EXERCISE |
Every line from the first record below down to the line that includes "Q: innermost point of each instance of the large" must be reproduced exactly; the pictures are not.

ENTRIES PROVIDED |
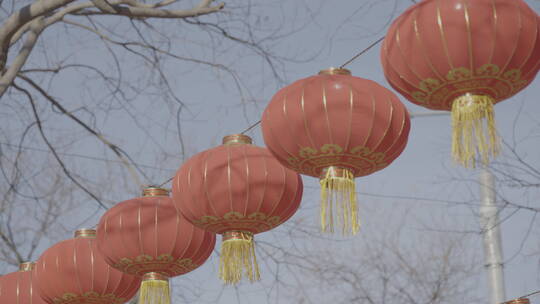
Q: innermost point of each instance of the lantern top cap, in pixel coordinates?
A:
(155, 191)
(26, 266)
(518, 301)
(85, 233)
(235, 139)
(335, 71)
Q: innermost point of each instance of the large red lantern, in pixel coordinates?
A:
(464, 56)
(145, 236)
(74, 272)
(19, 287)
(236, 190)
(336, 127)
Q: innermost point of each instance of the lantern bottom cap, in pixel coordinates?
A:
(237, 258)
(338, 201)
(474, 135)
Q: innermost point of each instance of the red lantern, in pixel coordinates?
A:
(19, 287)
(236, 190)
(74, 272)
(146, 237)
(336, 127)
(464, 56)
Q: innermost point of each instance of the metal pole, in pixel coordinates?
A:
(489, 219)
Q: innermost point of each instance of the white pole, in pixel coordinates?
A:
(489, 219)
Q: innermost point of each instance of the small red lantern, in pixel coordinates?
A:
(19, 287)
(236, 190)
(336, 127)
(464, 56)
(74, 272)
(145, 236)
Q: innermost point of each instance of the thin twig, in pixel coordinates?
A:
(361, 52)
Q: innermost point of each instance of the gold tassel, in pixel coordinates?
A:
(338, 201)
(473, 130)
(154, 289)
(238, 257)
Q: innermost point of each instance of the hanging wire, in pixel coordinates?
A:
(342, 66)
(362, 52)
(522, 297)
(528, 295)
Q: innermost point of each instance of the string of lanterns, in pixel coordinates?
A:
(462, 56)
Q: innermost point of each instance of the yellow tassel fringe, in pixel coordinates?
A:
(338, 201)
(473, 130)
(154, 290)
(238, 258)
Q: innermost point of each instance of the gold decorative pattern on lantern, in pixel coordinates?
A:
(237, 139)
(487, 80)
(256, 222)
(85, 233)
(90, 297)
(360, 160)
(163, 264)
(26, 266)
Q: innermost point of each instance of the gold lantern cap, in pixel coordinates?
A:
(155, 191)
(85, 233)
(335, 71)
(26, 266)
(518, 301)
(235, 139)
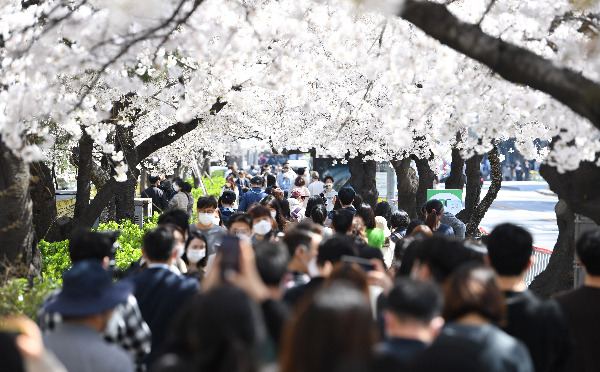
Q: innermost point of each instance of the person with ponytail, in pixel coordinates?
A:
(433, 211)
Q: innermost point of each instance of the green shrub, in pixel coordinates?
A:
(212, 188)
(19, 298)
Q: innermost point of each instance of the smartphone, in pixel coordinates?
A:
(230, 256)
(364, 263)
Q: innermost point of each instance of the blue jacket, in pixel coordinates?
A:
(160, 294)
(252, 196)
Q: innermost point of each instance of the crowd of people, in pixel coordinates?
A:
(276, 283)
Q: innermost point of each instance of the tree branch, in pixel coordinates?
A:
(513, 63)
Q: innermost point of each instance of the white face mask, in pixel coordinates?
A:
(195, 255)
(180, 250)
(313, 269)
(262, 228)
(206, 218)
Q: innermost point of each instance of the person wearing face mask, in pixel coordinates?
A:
(285, 177)
(303, 246)
(195, 256)
(329, 193)
(86, 303)
(207, 224)
(262, 223)
(254, 195)
(226, 208)
(271, 202)
(179, 199)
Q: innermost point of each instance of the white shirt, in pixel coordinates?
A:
(315, 188)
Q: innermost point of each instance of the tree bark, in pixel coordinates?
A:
(558, 276)
(472, 228)
(41, 189)
(513, 63)
(407, 182)
(19, 253)
(473, 191)
(426, 179)
(84, 174)
(362, 178)
(456, 179)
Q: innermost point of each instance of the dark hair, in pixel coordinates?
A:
(159, 243)
(334, 248)
(412, 224)
(185, 186)
(366, 213)
(217, 331)
(384, 210)
(472, 288)
(228, 197)
(400, 219)
(369, 252)
(319, 214)
(207, 201)
(240, 217)
(295, 237)
(256, 211)
(271, 201)
(588, 250)
(350, 273)
(433, 205)
(358, 201)
(509, 249)
(85, 244)
(175, 217)
(346, 195)
(412, 300)
(443, 254)
(341, 220)
(257, 180)
(271, 261)
(312, 201)
(191, 236)
(334, 326)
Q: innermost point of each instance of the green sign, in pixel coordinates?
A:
(452, 199)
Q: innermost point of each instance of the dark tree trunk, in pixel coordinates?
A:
(124, 203)
(473, 187)
(125, 193)
(426, 180)
(472, 228)
(41, 189)
(456, 179)
(407, 182)
(362, 178)
(558, 276)
(19, 253)
(84, 174)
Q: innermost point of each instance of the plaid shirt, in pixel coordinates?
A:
(125, 328)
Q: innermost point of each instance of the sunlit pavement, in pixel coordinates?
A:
(528, 204)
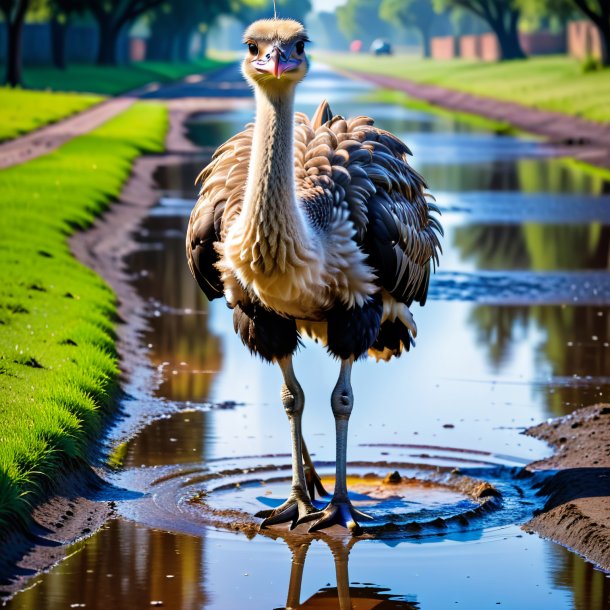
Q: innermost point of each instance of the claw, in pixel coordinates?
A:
(292, 511)
(314, 484)
(339, 513)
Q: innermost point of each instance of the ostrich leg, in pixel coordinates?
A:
(298, 504)
(340, 510)
(312, 478)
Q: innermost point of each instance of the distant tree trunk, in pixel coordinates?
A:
(14, 31)
(508, 37)
(58, 42)
(203, 45)
(183, 45)
(161, 43)
(109, 36)
(601, 20)
(426, 42)
(605, 37)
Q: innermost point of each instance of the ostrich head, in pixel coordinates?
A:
(276, 59)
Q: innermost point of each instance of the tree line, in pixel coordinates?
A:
(172, 24)
(501, 16)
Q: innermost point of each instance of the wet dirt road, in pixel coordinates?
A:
(516, 330)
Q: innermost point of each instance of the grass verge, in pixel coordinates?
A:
(112, 80)
(58, 363)
(556, 83)
(23, 111)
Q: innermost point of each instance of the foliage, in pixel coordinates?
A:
(249, 11)
(359, 19)
(502, 16)
(58, 364)
(418, 14)
(598, 11)
(550, 83)
(23, 111)
(173, 25)
(551, 15)
(13, 13)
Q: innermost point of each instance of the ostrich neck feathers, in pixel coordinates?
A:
(275, 231)
(270, 250)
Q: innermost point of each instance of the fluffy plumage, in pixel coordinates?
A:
(359, 195)
(317, 227)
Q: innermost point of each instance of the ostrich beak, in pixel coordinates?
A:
(277, 63)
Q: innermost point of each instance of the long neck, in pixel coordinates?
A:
(274, 223)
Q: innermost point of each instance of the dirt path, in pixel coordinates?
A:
(47, 139)
(77, 510)
(577, 510)
(583, 439)
(584, 140)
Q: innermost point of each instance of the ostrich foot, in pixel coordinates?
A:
(314, 483)
(339, 512)
(297, 509)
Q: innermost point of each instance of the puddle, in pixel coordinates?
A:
(516, 330)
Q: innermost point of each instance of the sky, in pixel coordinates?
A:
(326, 5)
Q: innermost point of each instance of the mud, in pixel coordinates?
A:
(577, 510)
(582, 442)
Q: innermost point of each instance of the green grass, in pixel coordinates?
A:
(58, 363)
(23, 111)
(555, 83)
(112, 80)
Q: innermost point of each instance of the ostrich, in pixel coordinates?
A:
(312, 227)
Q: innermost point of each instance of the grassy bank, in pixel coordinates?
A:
(23, 111)
(555, 83)
(112, 80)
(58, 365)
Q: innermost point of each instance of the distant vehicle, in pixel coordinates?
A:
(381, 47)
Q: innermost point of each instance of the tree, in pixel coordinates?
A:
(502, 17)
(173, 26)
(61, 12)
(112, 16)
(14, 12)
(550, 15)
(289, 9)
(598, 11)
(359, 19)
(418, 14)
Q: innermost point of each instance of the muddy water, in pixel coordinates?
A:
(516, 330)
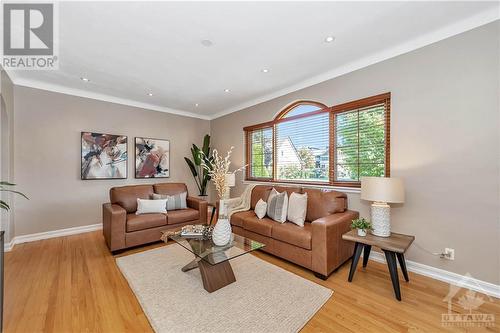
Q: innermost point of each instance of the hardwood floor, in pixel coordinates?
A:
(72, 284)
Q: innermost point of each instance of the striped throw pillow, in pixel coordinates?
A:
(176, 201)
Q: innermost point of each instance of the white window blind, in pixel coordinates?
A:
(360, 143)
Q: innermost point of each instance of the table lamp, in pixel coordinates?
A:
(229, 182)
(382, 190)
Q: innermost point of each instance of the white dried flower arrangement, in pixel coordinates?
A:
(218, 168)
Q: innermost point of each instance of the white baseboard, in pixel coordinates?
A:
(51, 234)
(462, 281)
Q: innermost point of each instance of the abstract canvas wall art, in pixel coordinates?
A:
(152, 158)
(104, 156)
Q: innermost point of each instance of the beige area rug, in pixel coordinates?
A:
(264, 298)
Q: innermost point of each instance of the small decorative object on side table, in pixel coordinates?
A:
(361, 225)
(393, 246)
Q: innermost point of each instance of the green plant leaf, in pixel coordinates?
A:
(195, 151)
(206, 145)
(191, 167)
(4, 205)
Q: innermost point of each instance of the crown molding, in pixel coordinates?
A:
(454, 29)
(462, 26)
(16, 80)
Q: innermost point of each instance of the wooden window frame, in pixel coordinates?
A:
(333, 110)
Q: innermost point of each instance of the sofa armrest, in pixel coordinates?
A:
(199, 205)
(329, 250)
(114, 222)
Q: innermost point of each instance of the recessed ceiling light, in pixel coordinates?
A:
(207, 42)
(329, 39)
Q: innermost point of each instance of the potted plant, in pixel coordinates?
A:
(362, 225)
(201, 157)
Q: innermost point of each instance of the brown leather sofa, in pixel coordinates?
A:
(318, 245)
(122, 228)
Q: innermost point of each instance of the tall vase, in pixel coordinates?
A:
(221, 234)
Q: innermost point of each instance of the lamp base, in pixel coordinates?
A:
(381, 219)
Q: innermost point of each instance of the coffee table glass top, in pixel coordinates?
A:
(213, 254)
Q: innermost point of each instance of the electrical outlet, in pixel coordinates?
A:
(449, 253)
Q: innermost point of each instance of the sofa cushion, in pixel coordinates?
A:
(293, 234)
(277, 206)
(126, 196)
(145, 221)
(262, 227)
(169, 188)
(237, 218)
(182, 215)
(176, 201)
(259, 192)
(321, 203)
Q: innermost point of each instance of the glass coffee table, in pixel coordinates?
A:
(213, 261)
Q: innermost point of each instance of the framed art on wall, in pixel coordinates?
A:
(152, 158)
(104, 156)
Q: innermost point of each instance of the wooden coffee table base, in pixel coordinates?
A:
(214, 277)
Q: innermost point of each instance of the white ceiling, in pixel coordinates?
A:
(128, 49)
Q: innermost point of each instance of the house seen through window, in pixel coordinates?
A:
(309, 142)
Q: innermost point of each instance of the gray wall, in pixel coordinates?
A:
(47, 157)
(444, 144)
(7, 149)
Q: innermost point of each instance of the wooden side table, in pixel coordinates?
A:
(393, 246)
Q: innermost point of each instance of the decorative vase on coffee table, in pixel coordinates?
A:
(222, 230)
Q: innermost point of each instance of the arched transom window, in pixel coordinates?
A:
(308, 142)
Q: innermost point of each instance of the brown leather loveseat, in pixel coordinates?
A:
(318, 245)
(122, 228)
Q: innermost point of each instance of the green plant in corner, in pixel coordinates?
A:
(361, 224)
(3, 185)
(200, 174)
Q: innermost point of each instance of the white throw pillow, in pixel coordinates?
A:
(260, 209)
(151, 206)
(277, 206)
(176, 201)
(297, 208)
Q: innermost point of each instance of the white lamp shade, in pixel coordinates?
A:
(230, 180)
(382, 189)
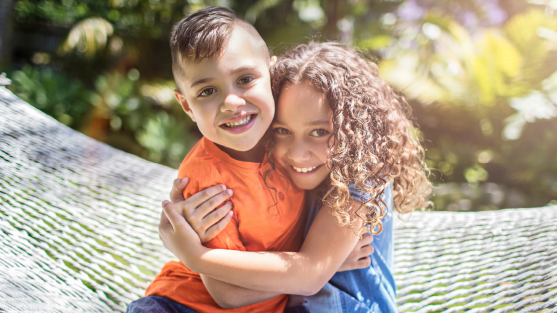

RESPONSE TO THIS TASK |
Q: innermost point of each instance of the lantern top cap, in pixel coordinates?
A:
(155, 191)
(26, 266)
(518, 301)
(85, 233)
(235, 139)
(335, 71)
Q: innermost point of each instance of the large red lantern, in pixel coordinates?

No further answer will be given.